■ **Instructions for the task**: The expected output is exactly the lines below, starting at the line with "Target: distant ornate" and ending at the line with "Would you please place a dot on the shadowed", both included; no other line belongs in it.

START Dataset excerpts

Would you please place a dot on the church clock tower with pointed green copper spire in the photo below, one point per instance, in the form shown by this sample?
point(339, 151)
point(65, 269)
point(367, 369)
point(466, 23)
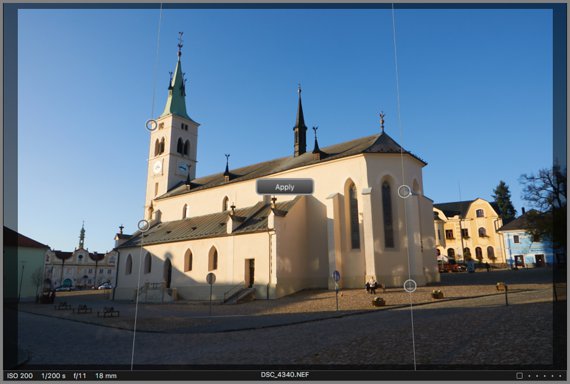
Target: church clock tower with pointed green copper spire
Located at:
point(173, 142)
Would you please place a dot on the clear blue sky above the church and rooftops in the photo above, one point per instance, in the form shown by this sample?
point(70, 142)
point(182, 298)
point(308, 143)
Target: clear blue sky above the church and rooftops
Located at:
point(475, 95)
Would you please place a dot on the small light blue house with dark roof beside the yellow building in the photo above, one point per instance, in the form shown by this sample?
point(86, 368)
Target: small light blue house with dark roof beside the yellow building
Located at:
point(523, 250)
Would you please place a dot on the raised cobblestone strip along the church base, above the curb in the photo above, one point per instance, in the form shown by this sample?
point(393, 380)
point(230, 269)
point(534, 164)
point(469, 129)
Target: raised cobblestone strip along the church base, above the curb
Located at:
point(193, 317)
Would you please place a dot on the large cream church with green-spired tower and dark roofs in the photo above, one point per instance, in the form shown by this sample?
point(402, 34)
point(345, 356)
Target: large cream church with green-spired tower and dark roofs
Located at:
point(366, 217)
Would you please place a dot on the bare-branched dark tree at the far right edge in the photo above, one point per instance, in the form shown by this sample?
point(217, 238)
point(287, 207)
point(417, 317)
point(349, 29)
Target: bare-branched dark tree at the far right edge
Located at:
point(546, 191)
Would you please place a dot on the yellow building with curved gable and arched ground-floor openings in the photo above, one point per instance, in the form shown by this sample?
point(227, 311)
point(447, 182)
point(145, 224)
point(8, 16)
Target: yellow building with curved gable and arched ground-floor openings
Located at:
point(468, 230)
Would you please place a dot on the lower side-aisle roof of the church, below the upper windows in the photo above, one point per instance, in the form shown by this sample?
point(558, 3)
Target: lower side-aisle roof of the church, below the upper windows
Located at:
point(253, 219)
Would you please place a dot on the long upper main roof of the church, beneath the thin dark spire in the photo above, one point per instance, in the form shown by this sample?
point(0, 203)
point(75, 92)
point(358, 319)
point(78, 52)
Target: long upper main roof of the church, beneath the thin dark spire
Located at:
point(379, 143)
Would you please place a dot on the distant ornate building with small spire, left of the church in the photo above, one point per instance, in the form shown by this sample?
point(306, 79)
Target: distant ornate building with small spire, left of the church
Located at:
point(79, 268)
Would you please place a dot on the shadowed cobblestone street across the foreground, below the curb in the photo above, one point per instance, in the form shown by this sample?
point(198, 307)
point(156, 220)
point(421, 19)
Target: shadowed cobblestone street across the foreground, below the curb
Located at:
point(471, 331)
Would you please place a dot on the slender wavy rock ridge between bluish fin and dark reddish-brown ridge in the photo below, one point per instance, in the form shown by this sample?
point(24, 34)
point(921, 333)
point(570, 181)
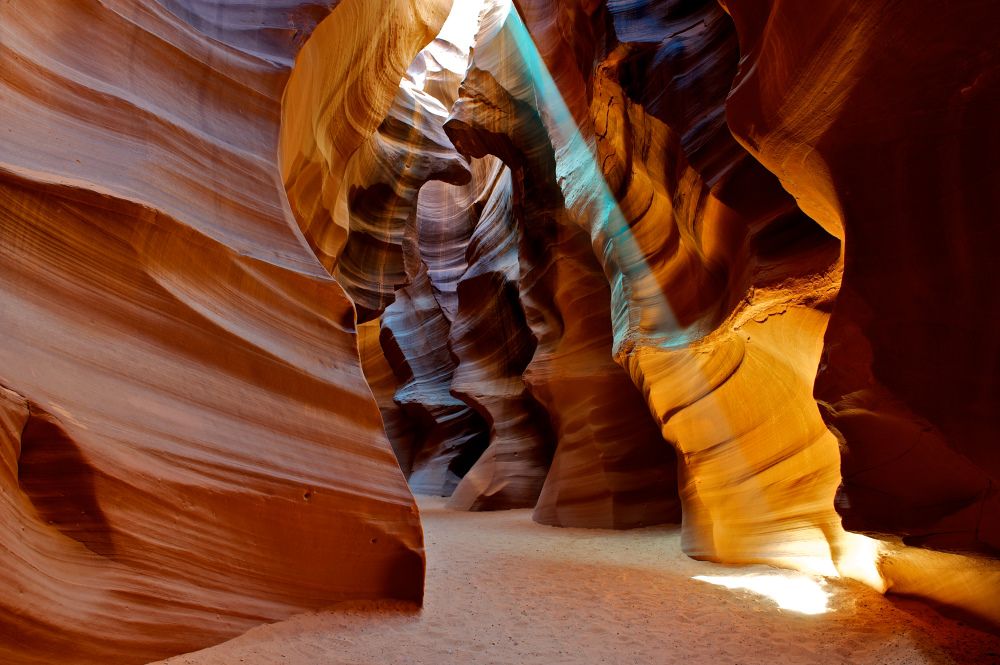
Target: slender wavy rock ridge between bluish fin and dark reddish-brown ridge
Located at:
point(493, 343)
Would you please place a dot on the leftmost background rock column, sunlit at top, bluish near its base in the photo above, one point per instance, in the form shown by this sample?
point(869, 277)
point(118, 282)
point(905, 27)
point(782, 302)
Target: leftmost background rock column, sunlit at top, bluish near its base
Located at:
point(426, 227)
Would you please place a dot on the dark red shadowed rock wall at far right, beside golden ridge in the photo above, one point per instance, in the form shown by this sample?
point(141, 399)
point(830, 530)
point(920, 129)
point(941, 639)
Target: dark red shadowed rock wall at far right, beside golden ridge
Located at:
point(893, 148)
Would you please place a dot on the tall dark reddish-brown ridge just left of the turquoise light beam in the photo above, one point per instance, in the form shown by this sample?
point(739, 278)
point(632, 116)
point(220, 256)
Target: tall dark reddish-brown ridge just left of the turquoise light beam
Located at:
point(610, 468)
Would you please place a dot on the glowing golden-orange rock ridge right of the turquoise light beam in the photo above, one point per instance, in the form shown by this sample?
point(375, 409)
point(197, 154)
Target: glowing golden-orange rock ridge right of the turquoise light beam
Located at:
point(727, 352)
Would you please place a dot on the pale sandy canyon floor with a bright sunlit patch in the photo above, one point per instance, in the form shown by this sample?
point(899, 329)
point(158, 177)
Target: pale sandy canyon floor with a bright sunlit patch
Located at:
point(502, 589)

END Dataset excerpts
START Dataset excerpts

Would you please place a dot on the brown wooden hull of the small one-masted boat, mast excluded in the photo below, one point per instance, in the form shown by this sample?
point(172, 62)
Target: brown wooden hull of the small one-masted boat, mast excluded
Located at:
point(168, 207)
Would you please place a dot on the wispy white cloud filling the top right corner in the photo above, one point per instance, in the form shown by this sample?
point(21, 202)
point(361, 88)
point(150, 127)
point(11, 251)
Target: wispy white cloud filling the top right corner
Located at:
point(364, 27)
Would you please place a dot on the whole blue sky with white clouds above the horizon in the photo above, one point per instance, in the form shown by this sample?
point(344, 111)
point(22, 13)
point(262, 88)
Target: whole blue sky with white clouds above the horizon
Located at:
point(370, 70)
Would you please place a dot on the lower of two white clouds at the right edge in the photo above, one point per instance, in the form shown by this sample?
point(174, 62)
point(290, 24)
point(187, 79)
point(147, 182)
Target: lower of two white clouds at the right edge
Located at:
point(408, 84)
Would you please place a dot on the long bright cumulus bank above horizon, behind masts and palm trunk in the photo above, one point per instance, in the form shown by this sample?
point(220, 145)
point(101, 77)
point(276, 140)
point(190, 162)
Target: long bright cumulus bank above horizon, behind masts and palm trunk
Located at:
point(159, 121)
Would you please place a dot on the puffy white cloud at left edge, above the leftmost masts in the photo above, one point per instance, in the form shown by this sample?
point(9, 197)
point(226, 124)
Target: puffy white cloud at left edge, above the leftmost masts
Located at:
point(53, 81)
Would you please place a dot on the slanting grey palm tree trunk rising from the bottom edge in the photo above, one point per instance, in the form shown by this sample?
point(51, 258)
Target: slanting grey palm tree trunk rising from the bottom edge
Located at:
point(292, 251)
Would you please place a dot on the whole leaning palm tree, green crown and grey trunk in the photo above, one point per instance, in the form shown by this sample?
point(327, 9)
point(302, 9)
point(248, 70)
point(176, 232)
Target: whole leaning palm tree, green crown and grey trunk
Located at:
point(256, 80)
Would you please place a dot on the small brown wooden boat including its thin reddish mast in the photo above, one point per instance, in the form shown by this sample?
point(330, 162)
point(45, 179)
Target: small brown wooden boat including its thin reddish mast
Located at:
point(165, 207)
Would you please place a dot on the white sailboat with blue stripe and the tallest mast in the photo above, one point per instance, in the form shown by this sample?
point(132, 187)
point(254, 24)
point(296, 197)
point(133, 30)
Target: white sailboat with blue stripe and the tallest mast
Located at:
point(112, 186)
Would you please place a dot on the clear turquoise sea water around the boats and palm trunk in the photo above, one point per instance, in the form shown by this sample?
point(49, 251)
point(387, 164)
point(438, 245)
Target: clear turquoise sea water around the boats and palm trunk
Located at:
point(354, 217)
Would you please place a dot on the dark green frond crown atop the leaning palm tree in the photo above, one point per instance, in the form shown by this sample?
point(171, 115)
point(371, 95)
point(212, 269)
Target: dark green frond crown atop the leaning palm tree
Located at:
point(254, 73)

END Dataset excerpts

■ **Answer to this exercise**:
Target: distant ornate building with small spire, left of the church
Located at:
point(79, 268)
Would you please place a dot on the shadowed cobblestone street across the foreground, below the curb in the photo above, one point per instance, in the form shown by this sample?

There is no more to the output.